Set task ->
Rewrite every line of the entries below as a Markdown table with the columns "Row" and "Line", numbering each row and skipping blank lines. Leave the pictures out.

Entries from a data collection
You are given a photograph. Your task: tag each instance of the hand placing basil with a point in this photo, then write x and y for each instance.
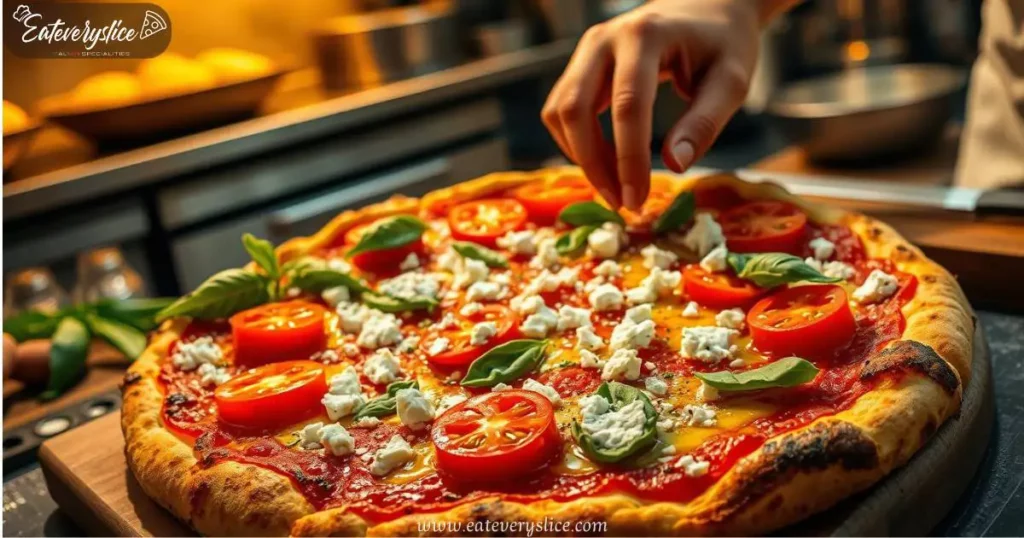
(505, 363)
(630, 410)
(791, 371)
(775, 269)
(389, 233)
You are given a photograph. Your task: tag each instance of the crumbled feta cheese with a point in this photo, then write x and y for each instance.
(706, 235)
(879, 286)
(709, 344)
(624, 364)
(396, 453)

Solution to this task ->
| Row | Line |
|---|---|
| 1 | You are given a photograph. Your task: tag each instance of the hand placing basil with a point in this photo, then write x and y for each instance. |
| 2 | (505, 363) |
| 3 | (630, 410) |
| 4 | (791, 371) |
| 5 | (775, 269) |
| 6 | (389, 233) |
| 7 | You are given a photograph. Your task: tag each instance of the crumbled feta cheese with a point in this photo, then write x and y for each instance. |
| 8 | (706, 235) |
| 9 | (879, 286) |
| 10 | (709, 344) |
| 11 | (624, 364) |
| 12 | (396, 453) |